**WHAT YOU SHOULD DO**. Which lines of the records contain the string "white"? Copy each one, treating case as significant.

»»

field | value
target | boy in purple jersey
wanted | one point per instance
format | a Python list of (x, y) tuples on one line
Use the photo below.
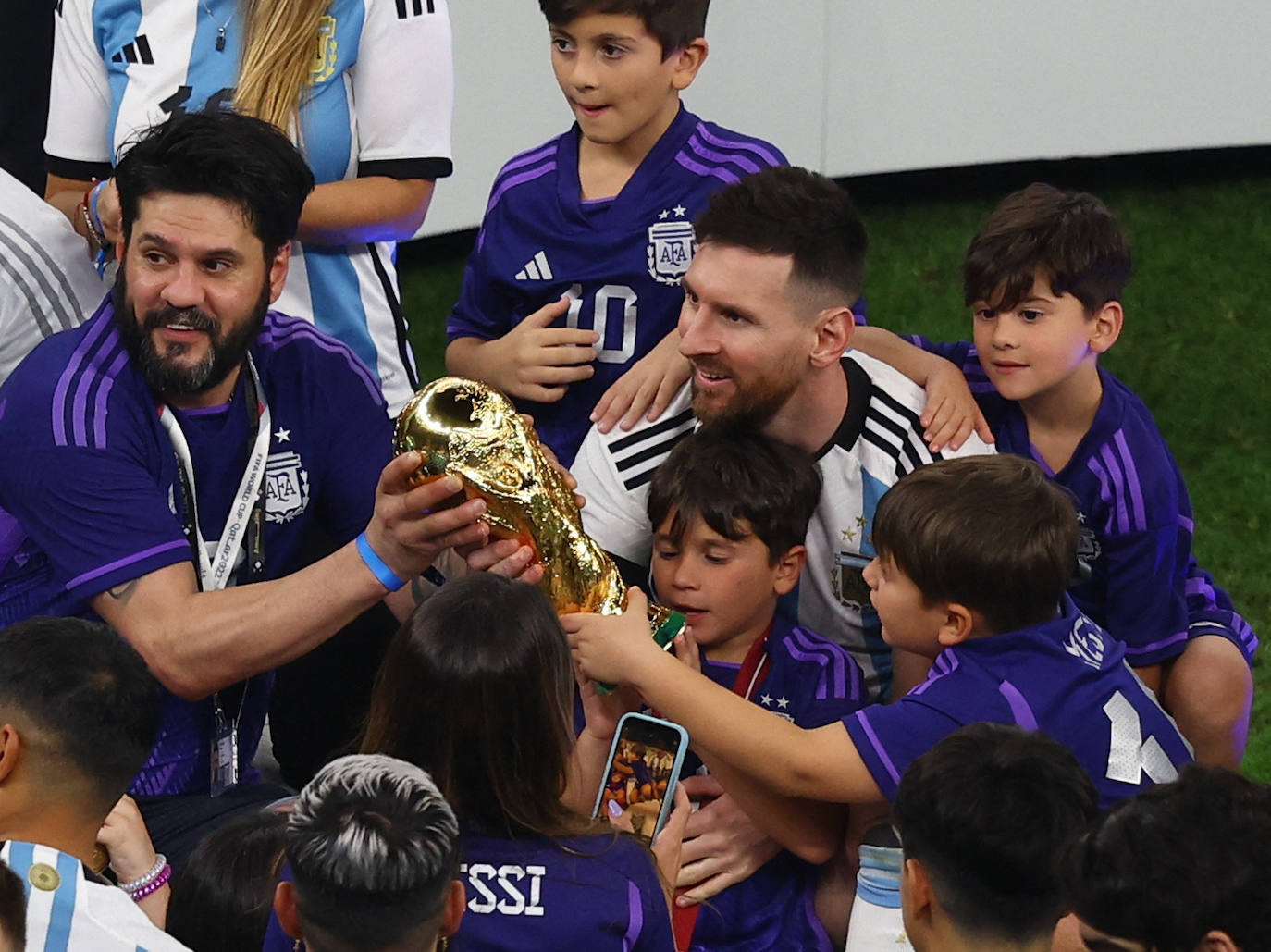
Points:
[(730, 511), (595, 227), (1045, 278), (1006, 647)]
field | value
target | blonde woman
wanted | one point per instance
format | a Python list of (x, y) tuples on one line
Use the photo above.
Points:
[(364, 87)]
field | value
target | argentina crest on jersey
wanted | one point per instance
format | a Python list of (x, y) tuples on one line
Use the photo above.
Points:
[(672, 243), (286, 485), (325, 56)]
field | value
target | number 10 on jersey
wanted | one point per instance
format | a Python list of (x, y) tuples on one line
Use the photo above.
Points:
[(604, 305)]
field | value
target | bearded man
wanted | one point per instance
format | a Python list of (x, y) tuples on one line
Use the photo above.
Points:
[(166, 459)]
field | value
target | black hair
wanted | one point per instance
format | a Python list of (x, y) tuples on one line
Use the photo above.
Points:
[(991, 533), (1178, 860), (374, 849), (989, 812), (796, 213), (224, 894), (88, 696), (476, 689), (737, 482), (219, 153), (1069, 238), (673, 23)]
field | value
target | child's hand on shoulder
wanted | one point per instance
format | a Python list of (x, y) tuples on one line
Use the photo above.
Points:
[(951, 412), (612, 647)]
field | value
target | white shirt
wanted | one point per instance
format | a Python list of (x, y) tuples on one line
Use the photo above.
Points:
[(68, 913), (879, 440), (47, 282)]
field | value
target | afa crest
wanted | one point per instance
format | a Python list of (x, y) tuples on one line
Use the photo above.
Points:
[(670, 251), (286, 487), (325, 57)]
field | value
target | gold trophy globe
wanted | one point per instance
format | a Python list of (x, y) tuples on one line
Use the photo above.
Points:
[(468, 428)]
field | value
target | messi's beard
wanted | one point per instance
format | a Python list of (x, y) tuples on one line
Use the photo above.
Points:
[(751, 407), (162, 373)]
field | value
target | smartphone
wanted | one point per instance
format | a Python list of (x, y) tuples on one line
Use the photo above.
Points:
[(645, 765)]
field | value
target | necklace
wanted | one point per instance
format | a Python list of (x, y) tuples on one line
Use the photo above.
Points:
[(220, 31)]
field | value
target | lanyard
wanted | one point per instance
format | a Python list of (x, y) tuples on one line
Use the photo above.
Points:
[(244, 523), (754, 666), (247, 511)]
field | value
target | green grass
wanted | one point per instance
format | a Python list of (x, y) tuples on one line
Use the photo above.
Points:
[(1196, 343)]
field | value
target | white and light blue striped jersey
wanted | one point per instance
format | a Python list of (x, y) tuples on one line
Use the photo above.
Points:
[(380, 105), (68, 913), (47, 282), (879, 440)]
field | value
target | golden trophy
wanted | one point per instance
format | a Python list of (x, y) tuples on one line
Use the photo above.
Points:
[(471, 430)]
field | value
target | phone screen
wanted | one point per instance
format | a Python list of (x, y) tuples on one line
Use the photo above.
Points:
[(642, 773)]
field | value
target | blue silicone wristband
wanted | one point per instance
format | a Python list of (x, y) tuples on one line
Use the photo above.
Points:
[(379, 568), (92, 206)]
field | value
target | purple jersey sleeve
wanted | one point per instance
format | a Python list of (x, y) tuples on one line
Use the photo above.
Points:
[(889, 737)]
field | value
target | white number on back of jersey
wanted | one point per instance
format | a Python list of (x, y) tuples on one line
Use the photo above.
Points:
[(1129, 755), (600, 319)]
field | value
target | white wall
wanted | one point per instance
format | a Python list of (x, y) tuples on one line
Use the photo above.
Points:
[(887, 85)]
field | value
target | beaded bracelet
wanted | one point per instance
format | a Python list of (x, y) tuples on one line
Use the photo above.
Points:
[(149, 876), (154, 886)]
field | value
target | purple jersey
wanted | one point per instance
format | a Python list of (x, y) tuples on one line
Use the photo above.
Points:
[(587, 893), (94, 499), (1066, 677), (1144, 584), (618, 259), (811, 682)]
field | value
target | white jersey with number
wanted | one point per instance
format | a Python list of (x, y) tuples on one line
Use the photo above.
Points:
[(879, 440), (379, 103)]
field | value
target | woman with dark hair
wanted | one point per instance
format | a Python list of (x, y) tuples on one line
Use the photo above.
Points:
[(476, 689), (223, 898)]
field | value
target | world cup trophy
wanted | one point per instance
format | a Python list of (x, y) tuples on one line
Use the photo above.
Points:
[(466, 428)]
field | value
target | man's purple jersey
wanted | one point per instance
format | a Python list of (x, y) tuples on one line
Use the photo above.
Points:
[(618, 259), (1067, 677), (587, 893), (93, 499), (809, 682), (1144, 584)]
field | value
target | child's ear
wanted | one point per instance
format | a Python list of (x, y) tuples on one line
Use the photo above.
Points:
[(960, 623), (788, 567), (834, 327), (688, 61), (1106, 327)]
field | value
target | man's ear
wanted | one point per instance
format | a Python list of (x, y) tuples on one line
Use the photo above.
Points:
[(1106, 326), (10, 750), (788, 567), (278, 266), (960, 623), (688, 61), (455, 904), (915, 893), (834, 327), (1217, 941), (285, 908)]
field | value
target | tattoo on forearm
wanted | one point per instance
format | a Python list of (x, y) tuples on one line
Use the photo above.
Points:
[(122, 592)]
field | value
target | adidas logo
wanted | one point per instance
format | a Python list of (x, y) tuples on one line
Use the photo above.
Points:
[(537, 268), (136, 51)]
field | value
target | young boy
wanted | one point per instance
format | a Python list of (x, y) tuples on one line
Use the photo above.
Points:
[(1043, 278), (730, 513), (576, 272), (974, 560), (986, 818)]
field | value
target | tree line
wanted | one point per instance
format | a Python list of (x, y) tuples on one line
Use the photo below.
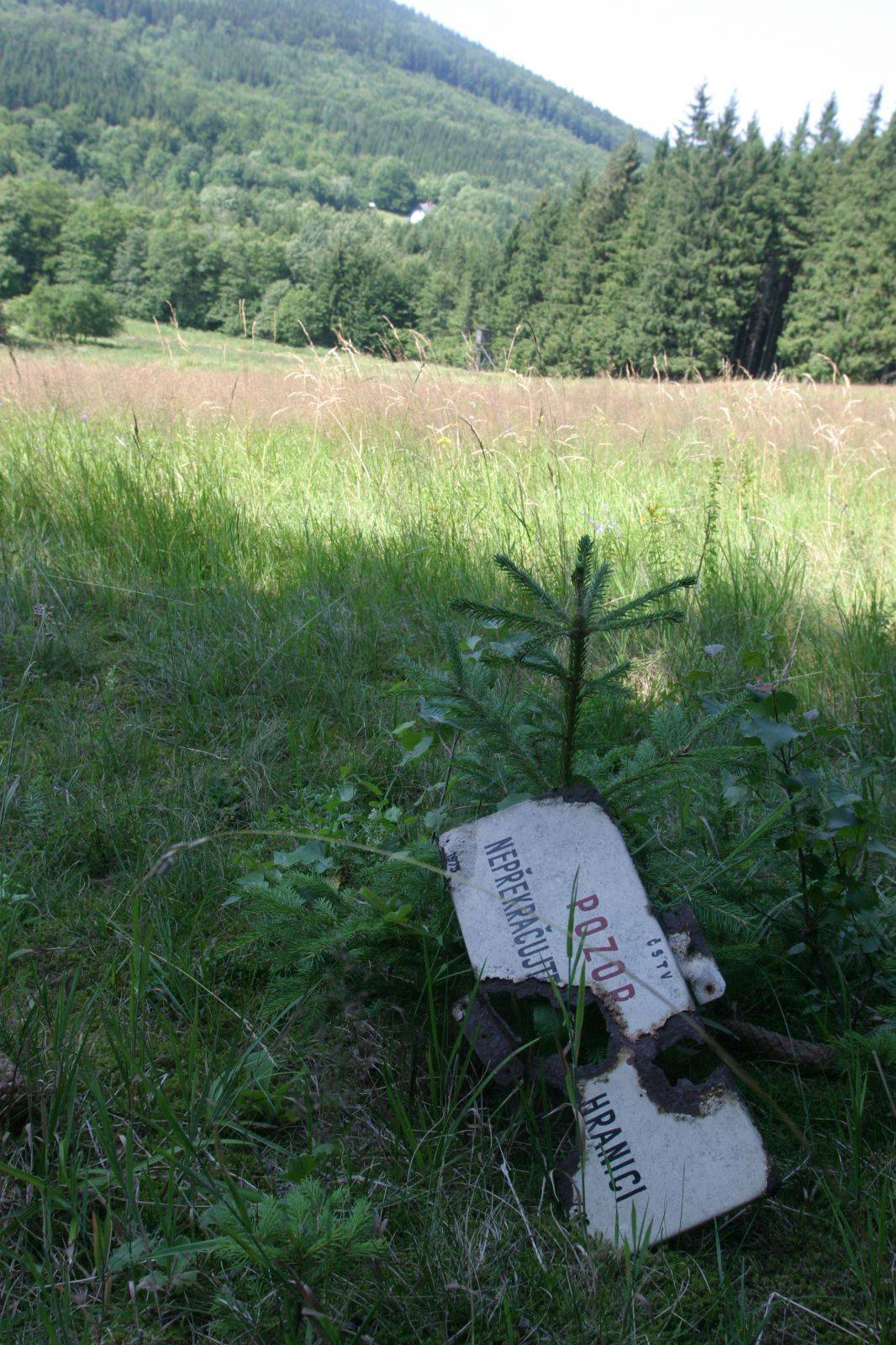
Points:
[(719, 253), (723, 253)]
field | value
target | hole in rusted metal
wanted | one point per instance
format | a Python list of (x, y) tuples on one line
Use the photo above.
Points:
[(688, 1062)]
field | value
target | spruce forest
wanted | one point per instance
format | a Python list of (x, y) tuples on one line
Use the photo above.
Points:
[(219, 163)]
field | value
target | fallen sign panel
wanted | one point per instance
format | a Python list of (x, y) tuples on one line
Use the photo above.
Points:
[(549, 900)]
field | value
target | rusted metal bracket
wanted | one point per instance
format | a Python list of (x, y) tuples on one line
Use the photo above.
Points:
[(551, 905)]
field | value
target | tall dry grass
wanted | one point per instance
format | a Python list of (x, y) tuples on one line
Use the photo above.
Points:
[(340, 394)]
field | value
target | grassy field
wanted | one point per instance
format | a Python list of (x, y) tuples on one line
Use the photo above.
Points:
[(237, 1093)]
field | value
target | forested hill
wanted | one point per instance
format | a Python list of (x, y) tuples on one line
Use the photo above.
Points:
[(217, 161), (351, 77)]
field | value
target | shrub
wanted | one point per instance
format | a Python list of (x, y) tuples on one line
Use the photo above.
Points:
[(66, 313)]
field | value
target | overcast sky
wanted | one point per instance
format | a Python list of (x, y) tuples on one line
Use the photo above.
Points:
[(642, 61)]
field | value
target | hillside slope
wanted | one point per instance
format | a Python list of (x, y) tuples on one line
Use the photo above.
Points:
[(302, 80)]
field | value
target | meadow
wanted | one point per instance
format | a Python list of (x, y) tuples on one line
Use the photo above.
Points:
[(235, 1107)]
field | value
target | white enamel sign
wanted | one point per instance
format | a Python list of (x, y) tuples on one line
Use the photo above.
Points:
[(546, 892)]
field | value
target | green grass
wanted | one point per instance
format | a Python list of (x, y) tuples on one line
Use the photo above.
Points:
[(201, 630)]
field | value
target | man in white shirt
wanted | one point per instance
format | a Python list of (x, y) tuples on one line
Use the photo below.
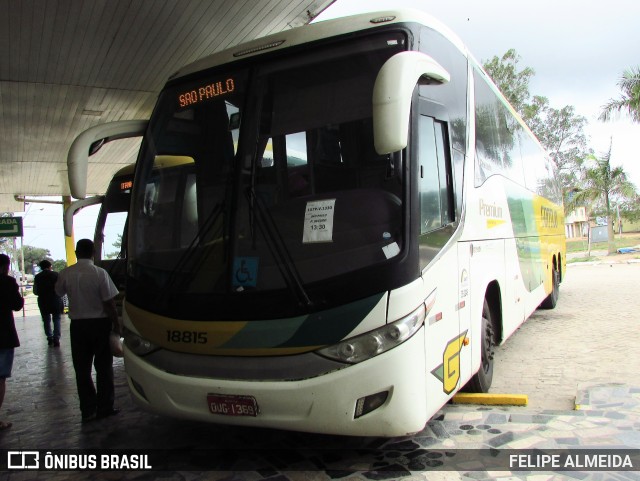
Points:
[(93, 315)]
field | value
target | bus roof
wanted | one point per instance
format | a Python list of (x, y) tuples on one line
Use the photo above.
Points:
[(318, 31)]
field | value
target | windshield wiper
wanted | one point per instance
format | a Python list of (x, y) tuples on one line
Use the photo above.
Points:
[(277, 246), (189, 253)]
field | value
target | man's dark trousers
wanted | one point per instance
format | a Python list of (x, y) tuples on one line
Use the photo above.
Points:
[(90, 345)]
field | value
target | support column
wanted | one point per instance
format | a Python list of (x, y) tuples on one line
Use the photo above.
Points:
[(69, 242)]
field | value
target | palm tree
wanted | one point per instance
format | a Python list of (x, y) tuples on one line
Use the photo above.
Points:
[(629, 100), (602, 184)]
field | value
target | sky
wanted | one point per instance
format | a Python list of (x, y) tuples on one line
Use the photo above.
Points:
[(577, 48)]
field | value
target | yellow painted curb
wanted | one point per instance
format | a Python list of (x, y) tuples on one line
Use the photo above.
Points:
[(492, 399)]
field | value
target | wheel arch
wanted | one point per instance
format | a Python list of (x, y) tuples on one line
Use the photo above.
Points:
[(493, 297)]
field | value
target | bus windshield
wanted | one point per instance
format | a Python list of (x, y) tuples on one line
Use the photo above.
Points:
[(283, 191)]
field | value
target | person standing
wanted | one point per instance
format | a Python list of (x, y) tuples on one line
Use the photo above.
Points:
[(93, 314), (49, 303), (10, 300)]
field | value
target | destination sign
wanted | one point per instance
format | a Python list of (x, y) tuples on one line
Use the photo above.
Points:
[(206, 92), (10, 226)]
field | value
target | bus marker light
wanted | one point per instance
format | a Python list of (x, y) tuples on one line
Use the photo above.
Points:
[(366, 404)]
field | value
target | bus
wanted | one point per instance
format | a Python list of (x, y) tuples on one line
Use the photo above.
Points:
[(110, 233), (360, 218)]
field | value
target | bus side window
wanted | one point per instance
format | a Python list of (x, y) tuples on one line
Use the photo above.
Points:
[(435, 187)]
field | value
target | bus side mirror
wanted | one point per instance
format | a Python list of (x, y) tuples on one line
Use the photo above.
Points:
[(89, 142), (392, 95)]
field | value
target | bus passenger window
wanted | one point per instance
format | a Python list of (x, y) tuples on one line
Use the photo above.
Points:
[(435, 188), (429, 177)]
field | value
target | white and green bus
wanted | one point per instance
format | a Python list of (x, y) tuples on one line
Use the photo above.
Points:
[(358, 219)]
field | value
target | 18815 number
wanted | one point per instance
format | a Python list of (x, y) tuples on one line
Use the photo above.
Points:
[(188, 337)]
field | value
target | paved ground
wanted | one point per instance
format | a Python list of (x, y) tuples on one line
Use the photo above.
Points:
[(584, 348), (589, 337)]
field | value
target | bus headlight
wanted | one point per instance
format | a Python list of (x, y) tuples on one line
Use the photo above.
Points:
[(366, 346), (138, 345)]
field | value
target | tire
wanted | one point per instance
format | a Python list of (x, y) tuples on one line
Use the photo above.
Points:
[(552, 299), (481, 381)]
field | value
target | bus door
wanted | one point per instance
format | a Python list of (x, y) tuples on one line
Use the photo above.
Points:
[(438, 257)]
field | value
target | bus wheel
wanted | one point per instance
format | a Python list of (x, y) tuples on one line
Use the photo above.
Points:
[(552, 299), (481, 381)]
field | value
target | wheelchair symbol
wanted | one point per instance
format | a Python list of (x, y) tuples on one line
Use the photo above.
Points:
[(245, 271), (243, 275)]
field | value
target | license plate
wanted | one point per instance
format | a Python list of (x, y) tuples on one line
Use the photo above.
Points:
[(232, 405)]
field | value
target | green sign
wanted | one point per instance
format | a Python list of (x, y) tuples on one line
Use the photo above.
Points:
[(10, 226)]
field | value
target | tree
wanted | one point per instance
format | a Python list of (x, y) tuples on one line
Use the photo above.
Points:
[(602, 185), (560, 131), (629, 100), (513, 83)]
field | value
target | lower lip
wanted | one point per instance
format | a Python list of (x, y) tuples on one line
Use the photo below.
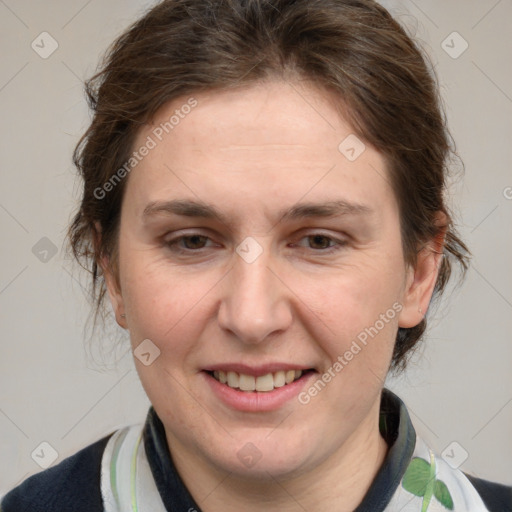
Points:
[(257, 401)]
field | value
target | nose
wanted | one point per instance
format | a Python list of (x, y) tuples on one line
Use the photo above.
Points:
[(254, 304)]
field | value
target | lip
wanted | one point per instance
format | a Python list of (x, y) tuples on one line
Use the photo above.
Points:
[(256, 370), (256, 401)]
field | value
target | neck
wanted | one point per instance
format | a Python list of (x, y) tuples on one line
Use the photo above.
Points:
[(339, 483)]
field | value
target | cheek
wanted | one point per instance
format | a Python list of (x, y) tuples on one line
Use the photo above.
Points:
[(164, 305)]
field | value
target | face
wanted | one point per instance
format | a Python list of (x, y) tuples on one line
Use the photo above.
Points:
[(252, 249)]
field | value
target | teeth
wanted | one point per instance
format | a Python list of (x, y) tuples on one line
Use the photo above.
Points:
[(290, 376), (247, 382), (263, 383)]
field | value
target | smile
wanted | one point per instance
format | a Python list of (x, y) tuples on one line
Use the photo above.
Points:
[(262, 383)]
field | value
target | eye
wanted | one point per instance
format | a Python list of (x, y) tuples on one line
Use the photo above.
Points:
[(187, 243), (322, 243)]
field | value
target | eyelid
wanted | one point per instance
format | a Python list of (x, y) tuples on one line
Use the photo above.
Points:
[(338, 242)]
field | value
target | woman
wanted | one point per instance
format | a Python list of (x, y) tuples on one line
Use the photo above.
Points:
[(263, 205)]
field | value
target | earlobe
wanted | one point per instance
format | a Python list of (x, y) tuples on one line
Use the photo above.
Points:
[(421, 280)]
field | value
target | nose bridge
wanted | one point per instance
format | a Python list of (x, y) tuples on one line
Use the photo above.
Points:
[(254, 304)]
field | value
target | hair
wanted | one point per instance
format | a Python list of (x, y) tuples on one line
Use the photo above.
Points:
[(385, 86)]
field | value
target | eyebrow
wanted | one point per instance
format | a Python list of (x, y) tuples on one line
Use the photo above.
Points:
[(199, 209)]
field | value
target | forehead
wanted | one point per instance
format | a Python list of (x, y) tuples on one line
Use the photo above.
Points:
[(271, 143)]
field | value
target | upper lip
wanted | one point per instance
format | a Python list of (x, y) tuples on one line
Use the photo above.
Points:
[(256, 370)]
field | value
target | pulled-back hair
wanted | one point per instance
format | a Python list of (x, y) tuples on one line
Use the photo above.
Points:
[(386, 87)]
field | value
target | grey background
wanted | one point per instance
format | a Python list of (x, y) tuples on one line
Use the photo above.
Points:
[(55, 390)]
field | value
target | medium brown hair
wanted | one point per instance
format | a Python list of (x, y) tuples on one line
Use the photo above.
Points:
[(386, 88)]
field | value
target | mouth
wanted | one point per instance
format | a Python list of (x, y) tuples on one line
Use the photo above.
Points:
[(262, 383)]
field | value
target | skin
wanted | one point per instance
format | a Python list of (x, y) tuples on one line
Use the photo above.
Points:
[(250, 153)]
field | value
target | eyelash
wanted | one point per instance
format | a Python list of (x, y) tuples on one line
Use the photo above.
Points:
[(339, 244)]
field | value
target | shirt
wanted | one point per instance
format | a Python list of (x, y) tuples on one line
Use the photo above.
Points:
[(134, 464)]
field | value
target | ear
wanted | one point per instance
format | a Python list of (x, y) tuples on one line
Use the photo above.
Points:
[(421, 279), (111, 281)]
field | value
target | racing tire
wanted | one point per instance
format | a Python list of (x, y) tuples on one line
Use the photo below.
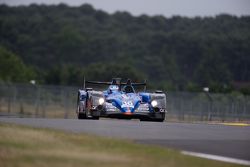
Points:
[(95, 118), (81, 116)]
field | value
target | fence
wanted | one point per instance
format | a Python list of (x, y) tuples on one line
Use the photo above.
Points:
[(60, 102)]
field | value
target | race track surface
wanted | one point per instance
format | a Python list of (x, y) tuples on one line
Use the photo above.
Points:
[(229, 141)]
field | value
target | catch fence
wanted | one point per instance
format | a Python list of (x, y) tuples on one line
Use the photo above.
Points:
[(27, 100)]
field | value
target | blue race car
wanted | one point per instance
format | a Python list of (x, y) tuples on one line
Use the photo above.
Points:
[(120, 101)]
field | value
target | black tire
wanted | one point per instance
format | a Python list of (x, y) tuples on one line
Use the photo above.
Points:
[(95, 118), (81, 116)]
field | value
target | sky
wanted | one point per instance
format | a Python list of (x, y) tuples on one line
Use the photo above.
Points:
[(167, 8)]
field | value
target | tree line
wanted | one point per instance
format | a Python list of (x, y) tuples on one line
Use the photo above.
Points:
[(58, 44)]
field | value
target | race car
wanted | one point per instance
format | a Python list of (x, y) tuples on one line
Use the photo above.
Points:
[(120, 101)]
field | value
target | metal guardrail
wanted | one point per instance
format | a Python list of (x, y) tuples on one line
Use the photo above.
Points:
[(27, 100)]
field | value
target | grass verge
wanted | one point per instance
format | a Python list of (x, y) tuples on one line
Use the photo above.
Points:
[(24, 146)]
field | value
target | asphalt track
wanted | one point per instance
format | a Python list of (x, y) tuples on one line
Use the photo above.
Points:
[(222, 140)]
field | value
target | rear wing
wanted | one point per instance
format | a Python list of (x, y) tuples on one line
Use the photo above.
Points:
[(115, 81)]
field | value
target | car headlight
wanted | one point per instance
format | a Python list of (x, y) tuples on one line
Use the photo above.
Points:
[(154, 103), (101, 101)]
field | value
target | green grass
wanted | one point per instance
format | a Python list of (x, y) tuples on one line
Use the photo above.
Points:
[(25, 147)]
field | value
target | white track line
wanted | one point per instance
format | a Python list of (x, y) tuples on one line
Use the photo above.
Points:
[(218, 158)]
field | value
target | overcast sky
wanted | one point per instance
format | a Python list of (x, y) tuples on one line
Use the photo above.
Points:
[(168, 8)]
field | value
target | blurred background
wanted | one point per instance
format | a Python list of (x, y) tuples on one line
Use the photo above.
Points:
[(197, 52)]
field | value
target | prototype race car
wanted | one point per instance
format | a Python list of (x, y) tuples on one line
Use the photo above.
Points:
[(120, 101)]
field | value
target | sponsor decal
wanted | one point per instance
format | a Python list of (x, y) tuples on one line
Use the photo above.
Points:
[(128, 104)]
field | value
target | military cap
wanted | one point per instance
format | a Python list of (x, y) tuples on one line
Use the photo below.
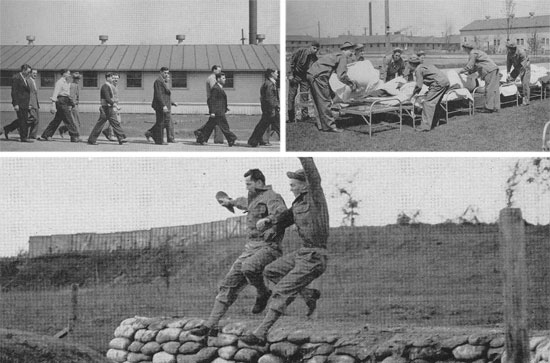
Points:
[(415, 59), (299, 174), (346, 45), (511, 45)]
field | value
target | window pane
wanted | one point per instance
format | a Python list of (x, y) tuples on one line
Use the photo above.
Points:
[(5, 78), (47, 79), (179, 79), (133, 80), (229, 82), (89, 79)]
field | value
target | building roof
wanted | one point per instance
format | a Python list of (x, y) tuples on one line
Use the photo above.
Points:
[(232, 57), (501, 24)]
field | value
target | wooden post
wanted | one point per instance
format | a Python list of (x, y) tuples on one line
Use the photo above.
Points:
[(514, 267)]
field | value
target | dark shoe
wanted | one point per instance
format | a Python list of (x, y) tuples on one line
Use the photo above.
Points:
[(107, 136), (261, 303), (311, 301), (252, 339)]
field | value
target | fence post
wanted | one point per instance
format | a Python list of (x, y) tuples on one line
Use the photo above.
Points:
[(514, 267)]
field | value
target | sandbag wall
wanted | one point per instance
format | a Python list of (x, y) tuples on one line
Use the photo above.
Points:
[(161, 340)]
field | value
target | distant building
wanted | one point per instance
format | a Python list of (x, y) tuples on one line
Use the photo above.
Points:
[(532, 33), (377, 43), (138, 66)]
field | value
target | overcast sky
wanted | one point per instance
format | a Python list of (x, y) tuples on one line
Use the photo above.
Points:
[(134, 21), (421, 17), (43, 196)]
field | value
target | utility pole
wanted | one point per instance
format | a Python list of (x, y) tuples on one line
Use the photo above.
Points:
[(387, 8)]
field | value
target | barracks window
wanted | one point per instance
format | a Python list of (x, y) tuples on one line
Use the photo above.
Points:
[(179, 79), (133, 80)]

««

**EXERCISE ANSWER**.
target | white shirt
target | white and light blue striped jersey
target | white number on back of jersey
target | white wall
target | white jersey with number
target | white enamel sign
target | man in white shirt
target | white and green bus
target | white track line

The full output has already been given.